#### What needs to be done
Please repeat, exactly and with nothing extra, the line containing "Given the above screenshot, where exactly is the sky?" and every line after it up to the end of the material.

#### Task material
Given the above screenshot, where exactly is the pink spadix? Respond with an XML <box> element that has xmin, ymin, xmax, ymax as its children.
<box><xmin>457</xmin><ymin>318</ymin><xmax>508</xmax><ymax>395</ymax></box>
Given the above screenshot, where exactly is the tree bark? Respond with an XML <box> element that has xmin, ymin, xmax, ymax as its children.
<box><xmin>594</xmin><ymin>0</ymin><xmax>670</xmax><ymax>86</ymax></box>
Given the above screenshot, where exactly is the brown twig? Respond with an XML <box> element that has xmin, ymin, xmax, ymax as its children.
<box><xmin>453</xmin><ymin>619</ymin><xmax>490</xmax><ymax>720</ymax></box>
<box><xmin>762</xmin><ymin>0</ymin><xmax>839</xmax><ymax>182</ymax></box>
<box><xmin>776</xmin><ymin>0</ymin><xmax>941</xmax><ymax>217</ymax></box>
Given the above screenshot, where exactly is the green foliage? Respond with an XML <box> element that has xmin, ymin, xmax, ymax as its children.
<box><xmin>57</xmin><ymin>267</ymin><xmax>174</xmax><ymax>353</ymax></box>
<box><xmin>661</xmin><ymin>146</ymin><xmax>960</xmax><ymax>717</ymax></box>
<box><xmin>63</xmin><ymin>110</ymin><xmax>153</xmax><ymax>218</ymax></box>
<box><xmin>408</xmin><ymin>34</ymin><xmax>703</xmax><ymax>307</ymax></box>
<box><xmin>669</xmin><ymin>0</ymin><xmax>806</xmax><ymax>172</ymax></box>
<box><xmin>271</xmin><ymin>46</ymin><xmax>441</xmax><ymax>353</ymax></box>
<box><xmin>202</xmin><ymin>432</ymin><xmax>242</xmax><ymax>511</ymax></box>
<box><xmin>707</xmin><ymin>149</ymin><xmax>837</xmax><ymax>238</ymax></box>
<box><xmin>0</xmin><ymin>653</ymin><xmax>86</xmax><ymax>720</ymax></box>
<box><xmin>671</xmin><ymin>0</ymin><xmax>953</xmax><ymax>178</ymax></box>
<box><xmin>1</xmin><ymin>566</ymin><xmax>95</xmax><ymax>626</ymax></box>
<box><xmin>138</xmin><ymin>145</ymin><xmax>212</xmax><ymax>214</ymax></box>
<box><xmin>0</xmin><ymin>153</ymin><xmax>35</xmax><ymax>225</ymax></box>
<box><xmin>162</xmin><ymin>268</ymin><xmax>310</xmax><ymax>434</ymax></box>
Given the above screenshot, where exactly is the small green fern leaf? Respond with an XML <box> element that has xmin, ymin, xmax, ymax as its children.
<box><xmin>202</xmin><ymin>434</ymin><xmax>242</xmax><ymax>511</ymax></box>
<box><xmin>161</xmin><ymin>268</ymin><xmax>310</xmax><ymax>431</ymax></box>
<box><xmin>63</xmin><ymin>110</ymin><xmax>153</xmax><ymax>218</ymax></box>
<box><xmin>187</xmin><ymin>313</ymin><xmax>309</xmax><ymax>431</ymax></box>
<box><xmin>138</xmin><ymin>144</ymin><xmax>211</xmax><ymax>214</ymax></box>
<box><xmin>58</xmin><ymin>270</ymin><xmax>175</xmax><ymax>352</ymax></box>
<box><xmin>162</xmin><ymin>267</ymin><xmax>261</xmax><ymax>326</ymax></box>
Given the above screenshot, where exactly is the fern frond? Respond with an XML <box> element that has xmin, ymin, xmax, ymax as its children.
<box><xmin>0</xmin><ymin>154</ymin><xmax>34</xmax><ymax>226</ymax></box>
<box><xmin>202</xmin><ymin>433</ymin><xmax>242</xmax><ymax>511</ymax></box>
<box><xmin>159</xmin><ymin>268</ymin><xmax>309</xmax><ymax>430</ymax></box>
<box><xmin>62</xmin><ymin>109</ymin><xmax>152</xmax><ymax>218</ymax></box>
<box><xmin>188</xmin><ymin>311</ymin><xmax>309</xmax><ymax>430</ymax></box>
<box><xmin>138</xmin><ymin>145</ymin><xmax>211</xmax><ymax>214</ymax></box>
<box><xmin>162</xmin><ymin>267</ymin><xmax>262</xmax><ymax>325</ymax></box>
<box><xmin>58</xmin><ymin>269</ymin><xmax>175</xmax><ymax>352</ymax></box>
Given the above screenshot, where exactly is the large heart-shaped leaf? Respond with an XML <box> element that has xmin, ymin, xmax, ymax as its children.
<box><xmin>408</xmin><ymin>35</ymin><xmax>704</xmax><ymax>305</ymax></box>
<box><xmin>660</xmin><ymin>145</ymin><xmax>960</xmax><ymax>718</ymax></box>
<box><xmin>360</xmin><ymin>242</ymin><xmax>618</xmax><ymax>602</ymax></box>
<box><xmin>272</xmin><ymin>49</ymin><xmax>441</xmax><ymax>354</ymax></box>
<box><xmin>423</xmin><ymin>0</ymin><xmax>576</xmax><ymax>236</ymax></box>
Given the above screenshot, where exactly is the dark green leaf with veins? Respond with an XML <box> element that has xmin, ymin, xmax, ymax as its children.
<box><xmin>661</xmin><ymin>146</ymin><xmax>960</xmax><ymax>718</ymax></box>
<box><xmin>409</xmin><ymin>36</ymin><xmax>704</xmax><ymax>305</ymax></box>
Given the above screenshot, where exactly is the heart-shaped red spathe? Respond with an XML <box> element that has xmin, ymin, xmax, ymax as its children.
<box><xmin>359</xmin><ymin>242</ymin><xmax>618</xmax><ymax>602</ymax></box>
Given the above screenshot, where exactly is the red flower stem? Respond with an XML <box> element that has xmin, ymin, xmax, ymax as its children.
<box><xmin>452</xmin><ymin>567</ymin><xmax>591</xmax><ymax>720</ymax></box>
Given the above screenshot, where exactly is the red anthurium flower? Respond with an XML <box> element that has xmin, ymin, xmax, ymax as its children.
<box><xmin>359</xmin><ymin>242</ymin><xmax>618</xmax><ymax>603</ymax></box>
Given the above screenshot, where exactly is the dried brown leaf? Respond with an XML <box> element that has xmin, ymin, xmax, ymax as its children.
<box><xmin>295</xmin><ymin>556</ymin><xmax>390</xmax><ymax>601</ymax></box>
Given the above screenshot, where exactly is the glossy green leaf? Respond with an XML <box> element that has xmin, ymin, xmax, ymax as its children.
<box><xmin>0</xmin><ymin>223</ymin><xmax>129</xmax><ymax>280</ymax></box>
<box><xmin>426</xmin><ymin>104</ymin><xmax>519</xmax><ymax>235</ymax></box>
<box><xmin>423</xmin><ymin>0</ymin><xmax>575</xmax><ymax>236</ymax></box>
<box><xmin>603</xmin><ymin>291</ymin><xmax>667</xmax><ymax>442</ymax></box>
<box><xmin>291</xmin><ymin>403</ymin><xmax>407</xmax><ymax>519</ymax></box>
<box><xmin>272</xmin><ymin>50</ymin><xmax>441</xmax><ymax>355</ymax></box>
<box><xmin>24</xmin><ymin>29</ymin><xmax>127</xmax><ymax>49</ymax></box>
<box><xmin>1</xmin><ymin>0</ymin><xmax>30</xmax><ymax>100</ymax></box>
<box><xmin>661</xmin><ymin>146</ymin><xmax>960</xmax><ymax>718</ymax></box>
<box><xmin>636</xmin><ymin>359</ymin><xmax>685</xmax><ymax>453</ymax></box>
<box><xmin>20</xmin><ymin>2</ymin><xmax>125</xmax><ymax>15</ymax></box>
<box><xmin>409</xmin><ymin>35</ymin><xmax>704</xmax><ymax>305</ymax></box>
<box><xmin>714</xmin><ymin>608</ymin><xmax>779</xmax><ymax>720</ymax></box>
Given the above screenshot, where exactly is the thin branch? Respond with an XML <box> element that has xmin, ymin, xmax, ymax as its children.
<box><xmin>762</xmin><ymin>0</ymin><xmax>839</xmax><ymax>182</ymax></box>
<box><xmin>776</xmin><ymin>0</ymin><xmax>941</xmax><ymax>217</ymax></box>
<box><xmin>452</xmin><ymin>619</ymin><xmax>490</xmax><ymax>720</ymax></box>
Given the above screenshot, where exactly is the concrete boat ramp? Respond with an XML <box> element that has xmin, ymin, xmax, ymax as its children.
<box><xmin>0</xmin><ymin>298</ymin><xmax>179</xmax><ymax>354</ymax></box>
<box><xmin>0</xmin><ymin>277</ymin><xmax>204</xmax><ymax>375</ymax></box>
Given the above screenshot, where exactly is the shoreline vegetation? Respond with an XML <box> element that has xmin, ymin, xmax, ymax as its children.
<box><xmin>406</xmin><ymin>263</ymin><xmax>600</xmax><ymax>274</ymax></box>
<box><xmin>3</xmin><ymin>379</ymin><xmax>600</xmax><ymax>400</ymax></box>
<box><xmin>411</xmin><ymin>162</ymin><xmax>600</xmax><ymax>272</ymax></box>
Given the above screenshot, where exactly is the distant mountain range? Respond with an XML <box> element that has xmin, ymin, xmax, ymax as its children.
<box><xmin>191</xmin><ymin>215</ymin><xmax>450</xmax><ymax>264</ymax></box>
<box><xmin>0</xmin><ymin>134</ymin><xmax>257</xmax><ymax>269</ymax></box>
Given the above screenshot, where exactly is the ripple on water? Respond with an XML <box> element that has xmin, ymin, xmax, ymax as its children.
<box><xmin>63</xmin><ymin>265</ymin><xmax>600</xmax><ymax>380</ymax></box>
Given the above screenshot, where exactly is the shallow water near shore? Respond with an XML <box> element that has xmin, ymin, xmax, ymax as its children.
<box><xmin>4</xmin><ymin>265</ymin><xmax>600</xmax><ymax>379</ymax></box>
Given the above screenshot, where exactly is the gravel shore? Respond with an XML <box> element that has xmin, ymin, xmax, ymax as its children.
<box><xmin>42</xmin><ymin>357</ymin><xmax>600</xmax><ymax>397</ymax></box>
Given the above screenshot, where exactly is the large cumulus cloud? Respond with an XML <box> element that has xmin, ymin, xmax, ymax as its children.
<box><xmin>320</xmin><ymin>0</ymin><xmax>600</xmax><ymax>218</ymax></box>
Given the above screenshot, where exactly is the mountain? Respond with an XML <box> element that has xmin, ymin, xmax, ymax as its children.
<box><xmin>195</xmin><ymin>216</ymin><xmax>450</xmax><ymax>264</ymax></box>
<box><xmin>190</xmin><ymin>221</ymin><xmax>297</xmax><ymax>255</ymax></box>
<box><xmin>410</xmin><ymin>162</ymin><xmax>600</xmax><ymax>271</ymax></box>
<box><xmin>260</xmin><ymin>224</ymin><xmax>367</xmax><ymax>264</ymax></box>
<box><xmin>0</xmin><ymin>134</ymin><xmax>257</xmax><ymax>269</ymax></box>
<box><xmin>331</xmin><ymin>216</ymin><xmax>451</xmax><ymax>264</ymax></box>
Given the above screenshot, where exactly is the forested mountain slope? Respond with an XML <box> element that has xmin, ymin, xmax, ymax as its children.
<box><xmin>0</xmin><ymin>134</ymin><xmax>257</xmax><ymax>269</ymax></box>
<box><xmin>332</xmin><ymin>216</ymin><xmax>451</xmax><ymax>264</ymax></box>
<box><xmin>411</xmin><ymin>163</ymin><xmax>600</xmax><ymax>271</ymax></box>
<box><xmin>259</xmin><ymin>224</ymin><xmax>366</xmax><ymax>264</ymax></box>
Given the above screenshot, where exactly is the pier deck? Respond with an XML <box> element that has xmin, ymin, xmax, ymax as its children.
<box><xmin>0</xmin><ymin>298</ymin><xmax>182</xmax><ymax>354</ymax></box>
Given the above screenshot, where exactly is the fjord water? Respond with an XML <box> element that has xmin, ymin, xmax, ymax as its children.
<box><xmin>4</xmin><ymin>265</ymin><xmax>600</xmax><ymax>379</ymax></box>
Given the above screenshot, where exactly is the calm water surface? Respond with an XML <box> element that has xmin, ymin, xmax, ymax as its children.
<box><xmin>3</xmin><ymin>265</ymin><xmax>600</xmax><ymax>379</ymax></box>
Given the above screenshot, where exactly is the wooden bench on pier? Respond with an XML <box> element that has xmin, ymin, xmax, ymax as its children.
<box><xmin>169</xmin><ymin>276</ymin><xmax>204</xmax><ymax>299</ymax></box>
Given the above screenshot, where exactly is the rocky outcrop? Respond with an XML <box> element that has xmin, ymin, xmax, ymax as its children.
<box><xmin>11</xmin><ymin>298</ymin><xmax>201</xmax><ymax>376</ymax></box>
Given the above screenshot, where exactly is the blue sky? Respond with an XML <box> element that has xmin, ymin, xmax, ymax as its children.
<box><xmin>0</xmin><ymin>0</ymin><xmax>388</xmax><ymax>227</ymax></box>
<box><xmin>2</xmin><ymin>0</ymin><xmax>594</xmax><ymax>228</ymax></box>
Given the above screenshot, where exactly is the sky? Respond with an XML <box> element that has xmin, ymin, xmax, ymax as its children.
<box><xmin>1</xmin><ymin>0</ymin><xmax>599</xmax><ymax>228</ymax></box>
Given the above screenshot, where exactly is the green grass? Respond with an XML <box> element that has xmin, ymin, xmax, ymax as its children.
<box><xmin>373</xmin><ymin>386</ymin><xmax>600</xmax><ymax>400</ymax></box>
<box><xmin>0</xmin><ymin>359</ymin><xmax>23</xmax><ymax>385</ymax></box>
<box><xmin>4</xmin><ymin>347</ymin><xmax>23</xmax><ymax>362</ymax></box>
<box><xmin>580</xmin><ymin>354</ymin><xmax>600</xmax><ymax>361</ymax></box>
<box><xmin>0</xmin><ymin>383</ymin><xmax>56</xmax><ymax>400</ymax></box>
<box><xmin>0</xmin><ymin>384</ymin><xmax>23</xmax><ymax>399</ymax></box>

#### Written answer
Given the above screenshot, where exactly is the sky? Respond with an XML <box> element that has xmin, ymin, xmax, ymax as its children.
<box><xmin>1</xmin><ymin>0</ymin><xmax>599</xmax><ymax>228</ymax></box>
Given the above screenshot, where exactly is the green grass? Respond with an XML <box> element that has xmin, ymin, xmax, ymax as its children.
<box><xmin>373</xmin><ymin>386</ymin><xmax>600</xmax><ymax>400</ymax></box>
<box><xmin>0</xmin><ymin>359</ymin><xmax>23</xmax><ymax>385</ymax></box>
<box><xmin>4</xmin><ymin>347</ymin><xmax>23</xmax><ymax>362</ymax></box>
<box><xmin>580</xmin><ymin>354</ymin><xmax>600</xmax><ymax>361</ymax></box>
<box><xmin>0</xmin><ymin>383</ymin><xmax>56</xmax><ymax>400</ymax></box>
<box><xmin>0</xmin><ymin>384</ymin><xmax>23</xmax><ymax>399</ymax></box>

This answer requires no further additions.